Since these “retro” posts highlight what’s no more to be seen, this is a good one, Brendan, a 6140 hp tug that now is Cindy Rose.

Sea-land Racer dominates the foreground, but look at the unmistakable Viking farther back.

Yes, I mean this Eklof-KSea-Kirby 4300 hp Viking, dismantled a few years ago already.

This 3900 hp Brendan still works daily in the boro.

Also passing the Sea-land Racer is this 1900 hp Pegasus, when she looked as she had coming from the shipyard without an upper wheelhouse.  Pegasus is still a busy machine in the port.

2012 was the year I decided to see the Panama Canal before the new sections opened.  In the middle ground here between the Miraflores locks and the ridge, you can see the mounds of dirt on the middle distant ground.  Those mounds represent dirt displaced digging the new channels.

In the farther lane, Pacific-bound it’s Nord Snow Queen and nearer . . .  Atlantic Polaris.  And again in the photo below, see the dirt removed to create the new channel.  As of this writing, Atlantic is at the dock in Houston and Nord between the ancient, now-Russian port of Novorossiysk and wherever she will be able to enter port.

********

TASK STATEMENT -
Continue the retro post about harbor tugs and the Panama Canal, picking up right after its last sentence.

MATERIAL -
********

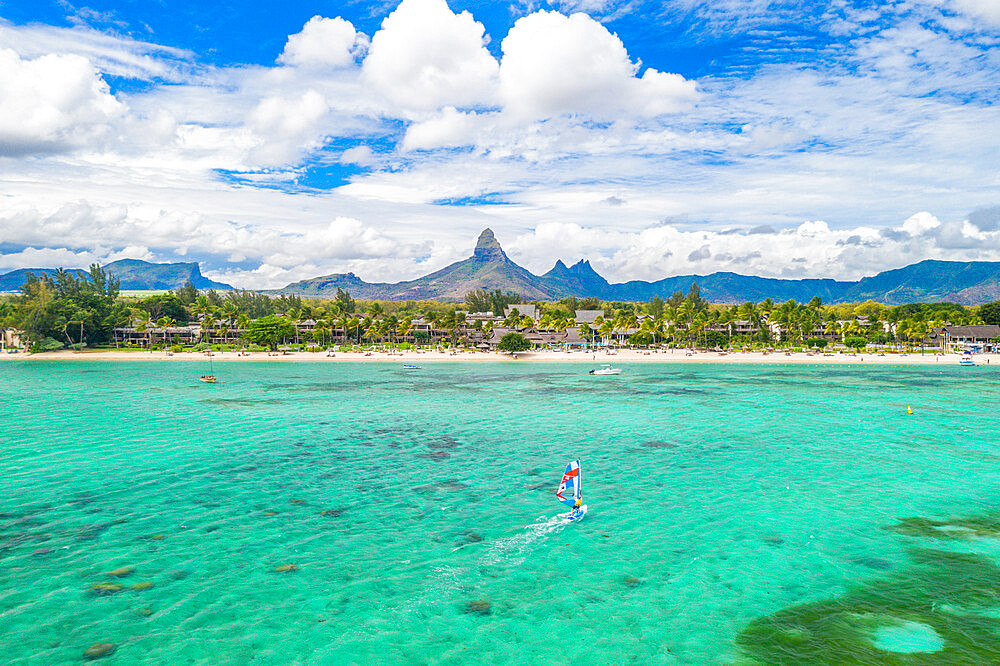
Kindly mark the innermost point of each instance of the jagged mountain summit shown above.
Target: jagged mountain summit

********

EXERCISE ANSWER -
See more dirt on the nearer ridge?  And the traffic, like Chiquita Schweiz and now called Schweiz Reefer, it continues night and day

Tugboats–see many of them here–have a greater role in the new Panama Canal channels, replacing the locomotives evident in some of the photos above and below, but they were already plentiful pre-expansion.  Here Veraguas 1 heads Pacificward…

assisting Bow Summer in accompaniment with

locomotives aka mules, once supplied by GE but now sourced elsewhereEver Dynamic, like the Odfjell parcel tankers whose names begin with “bow” [no doubt named for the renowned bowsprite],

are as likely to be seen in any major port as in the sixth boro. Ever Dynamic had been in the sixth boro just a month earlier than here, making me almost feel like it was welcoming me to Panama, which I found a very hospitable place.  Bow Summer as of this writing waits outside a South African port. Ever Dynamic was dismantled in Alang almost exactly two years ago.

All photos, WVD, in March 2010.

Sea-land Racer and Viking have both been dismantled in the past five years, Racer in Alang and Viking in Texas.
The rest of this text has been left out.